Problems to work on =
[1] From the passage on modeling gasoline direct-injection combustion, list the validation targets used to evaluate the reduced toluene reference fuel mechanisms.
[2] Resume the passage on modeling gasoline direct-injection combustion from its final sentence and carry it forward.

Selected extract =

>>>

Given the nature of spark-ignited engines, GDI combustion is characterised by flame propagation under high-temperature conditions. To represent gasoline fuels, reduced mechanisms of toluene reference fuel (TRF), coupled with the chemistry of polycyclic aromatic hydrocarbon, are evaluated using ignition delay (ID) time, laminar flame speed and speciation data as validation targets. The optimal TRF mechanism predicts the ID times of stoichiometric gasoline-air mixture at 55 bar with the highest deviation of 13% throughout 900–1160 K. The effect of high pressures at 20 bar and 25 bar on the flame speeds of a binary surrogate is also captured accurately (< 14% difference). In addition, the concentrations of PAH from flame burners and reactors are computed within the same order of magnitude as the experimental measurements. The selected TRF mechanism is subsequently incorporated to CFD modelling of the GDI engine.

<<<

Provided material =
>>>

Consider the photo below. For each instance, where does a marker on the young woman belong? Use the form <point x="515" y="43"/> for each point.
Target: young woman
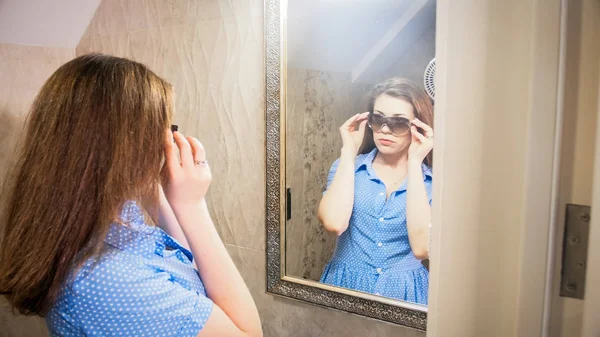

<<<

Responses to the tasks =
[1] ignition delay (ID) time, laminar flame speed, speciation data

[2]
A complete set of CFD sub-models is formulated to describe the whole panoply of in-cylinder events numerically, covering turbulence, spray, fuel impingement, liquid fuel film, ignition, combustion, flame propagation and emissions. The dynamic multi-zone partitioning method is introduced within the Detailed Chemistry model to expedite the calculations. Along with the sectional method for soot modelling, the resulting computational time only increases by 13% as compared to the modelling approach that relies on tabulated chemistry. Based on the reference case at 2300 rpm and 90 N m, in-cylinder pressures are replicated with the peak value predicted within a 1% margin. Computed number density of soot differs from the tailpipe measurement by 8% while its mass density is under-predicted by a factor of two. The modelled particle size distribution function captures the decreasing trend in particle number as the size becomes larger within the range of 10–100 nm. The integrated approach is extended across different speed-load points whereby engine speed is varied from 1600 rpm to 3000 rpm while engine load is changed by altering the torque from 60 N m to 120 N m. The effects of speed and load are manifested in terms of in-cylinder flow conditions and mixing time, thus affecting the mixture distribution at spark ignition timing.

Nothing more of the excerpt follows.